## Aim of the exercise
Tally the lines in the data below that contain the string "wheel", and reply with that number alone.

——————

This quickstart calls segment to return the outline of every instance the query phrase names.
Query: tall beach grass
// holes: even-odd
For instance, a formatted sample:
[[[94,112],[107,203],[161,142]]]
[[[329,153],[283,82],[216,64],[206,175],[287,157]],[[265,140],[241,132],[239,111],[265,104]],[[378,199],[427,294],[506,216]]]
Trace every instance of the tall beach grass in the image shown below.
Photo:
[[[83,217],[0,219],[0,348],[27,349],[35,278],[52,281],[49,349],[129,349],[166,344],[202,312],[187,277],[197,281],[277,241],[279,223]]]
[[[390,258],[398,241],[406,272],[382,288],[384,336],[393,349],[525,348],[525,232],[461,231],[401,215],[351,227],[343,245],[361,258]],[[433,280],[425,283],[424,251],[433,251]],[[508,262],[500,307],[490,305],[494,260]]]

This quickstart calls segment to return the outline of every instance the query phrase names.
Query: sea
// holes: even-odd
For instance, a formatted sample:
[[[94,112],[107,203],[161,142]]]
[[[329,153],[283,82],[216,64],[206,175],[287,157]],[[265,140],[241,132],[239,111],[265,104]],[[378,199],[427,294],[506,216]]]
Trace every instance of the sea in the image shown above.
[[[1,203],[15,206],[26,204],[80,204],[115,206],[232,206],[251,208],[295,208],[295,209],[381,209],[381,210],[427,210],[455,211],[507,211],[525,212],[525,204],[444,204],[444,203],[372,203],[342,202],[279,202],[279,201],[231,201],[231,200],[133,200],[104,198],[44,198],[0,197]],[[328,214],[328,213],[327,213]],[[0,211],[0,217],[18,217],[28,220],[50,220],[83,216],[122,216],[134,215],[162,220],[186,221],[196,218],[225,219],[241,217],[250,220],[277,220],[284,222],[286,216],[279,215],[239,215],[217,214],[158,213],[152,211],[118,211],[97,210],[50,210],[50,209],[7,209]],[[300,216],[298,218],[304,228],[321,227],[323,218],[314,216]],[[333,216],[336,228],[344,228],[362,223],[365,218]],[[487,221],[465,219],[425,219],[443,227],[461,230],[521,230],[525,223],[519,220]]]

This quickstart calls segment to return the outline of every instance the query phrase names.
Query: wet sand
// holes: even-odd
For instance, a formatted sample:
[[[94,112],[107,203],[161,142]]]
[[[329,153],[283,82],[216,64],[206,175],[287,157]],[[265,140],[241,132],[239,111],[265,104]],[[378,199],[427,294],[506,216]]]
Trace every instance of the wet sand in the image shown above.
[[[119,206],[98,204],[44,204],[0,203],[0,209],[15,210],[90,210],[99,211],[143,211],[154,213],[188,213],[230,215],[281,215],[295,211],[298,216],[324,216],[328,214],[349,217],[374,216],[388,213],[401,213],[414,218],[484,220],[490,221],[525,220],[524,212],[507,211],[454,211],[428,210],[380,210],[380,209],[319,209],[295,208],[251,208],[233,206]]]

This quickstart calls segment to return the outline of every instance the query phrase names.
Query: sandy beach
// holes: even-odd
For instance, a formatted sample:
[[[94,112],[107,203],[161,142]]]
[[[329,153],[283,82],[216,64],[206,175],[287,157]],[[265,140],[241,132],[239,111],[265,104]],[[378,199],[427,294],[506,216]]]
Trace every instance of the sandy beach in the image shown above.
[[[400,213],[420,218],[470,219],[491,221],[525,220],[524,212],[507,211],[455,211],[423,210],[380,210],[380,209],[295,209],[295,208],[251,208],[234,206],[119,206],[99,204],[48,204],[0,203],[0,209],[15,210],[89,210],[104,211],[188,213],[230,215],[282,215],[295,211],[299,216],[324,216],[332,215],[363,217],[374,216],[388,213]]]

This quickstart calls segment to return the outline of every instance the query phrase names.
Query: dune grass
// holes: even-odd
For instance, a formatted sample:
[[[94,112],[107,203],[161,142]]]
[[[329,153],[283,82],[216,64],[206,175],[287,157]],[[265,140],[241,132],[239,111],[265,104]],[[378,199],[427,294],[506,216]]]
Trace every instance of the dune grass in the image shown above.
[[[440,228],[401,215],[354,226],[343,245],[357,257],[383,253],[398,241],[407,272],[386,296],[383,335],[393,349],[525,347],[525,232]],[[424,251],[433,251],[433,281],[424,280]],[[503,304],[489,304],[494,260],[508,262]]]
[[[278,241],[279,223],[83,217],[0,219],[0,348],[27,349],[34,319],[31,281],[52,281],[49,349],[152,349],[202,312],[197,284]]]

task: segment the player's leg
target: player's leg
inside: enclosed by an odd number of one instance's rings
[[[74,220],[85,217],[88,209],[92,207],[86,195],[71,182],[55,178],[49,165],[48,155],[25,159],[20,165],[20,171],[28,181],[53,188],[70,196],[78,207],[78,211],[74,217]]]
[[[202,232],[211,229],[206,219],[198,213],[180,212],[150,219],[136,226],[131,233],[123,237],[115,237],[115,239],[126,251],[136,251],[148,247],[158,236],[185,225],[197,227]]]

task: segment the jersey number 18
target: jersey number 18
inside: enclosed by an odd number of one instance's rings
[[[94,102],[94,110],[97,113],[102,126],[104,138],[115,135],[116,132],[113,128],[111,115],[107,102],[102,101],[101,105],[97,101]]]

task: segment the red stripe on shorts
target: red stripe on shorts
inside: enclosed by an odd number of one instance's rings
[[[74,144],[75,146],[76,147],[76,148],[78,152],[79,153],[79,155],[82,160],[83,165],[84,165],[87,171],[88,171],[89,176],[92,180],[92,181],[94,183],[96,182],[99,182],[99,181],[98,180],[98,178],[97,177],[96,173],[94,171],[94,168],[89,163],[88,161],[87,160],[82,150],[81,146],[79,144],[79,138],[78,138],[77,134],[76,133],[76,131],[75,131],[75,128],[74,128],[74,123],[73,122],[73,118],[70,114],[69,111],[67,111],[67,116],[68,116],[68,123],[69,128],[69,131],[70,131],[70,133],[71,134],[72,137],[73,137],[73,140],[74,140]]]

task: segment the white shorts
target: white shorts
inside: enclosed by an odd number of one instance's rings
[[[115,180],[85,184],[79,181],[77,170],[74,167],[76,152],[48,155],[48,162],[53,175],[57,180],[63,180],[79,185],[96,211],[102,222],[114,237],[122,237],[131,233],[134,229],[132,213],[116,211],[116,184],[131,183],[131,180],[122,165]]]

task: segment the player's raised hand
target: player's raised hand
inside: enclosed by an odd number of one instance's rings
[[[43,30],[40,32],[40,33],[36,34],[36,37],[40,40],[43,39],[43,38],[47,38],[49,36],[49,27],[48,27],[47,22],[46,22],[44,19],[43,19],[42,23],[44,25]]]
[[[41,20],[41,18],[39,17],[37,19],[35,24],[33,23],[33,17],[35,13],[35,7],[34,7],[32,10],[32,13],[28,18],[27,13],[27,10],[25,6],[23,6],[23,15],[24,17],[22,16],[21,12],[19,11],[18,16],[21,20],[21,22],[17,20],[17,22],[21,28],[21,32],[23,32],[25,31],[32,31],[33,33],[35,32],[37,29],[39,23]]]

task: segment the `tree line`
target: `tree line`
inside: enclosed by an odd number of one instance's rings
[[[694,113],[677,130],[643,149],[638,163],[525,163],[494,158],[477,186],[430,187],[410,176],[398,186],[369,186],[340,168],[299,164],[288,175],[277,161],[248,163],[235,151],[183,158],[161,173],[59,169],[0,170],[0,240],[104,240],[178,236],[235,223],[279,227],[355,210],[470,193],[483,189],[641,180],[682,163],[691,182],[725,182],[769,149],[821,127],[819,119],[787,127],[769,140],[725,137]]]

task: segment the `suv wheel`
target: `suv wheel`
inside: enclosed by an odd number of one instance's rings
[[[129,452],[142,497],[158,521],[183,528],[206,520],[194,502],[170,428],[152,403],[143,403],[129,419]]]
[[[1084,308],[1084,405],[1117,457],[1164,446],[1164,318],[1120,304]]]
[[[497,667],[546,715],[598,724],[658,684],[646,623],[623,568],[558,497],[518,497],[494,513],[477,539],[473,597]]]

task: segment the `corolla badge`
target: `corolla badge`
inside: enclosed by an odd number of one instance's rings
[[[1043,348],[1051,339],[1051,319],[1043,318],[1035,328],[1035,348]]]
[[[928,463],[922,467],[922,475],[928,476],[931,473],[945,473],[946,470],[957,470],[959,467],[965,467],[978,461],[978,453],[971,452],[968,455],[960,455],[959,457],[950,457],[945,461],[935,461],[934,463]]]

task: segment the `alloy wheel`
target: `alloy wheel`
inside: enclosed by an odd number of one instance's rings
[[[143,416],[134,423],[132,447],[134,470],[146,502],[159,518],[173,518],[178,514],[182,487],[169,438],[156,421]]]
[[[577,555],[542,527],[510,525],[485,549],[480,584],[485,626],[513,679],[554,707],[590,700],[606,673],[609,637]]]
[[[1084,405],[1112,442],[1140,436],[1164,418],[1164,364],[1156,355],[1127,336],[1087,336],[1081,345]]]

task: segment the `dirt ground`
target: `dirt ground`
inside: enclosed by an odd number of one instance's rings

——————

## Task output
4